Please return each line of the material below that contains the string "cliff". Case counts.

━━━━━ Dataset entries

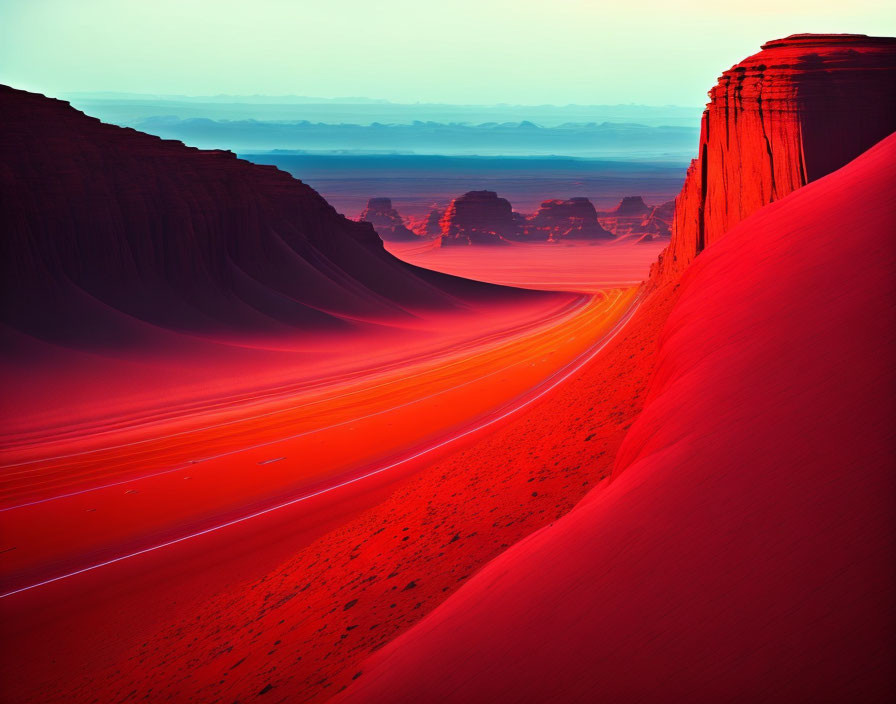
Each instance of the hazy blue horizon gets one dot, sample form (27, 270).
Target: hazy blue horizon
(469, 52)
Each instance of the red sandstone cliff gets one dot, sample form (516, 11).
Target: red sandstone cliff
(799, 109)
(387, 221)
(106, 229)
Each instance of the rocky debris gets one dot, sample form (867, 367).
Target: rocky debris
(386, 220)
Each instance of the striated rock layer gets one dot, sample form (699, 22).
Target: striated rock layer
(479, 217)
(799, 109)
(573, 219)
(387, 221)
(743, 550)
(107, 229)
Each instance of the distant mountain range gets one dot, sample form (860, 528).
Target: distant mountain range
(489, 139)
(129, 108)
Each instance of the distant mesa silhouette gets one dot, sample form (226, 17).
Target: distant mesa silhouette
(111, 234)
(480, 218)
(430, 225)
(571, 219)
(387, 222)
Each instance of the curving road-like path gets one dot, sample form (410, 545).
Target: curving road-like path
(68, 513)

━━━━━━━━━━
━━━━━ Dataset entries

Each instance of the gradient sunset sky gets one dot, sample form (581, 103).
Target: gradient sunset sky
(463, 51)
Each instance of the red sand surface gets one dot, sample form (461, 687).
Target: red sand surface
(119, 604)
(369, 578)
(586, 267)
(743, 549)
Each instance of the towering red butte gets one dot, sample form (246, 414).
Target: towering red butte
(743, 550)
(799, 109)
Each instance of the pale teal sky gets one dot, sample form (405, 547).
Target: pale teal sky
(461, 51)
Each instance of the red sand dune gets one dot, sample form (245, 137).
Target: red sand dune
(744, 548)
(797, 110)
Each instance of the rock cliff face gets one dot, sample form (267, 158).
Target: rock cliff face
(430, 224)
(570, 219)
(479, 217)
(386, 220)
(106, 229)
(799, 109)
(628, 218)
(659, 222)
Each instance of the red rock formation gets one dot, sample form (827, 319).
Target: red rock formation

━━━━━━━━━━

• **Task output**
Each instance of the red sandstone cliff gets one dot, sample form (516, 11).
Target: red sandstone cliff
Each instance of the rock cliff face gets one dot, sample form (267, 158).
Target: rock cliff face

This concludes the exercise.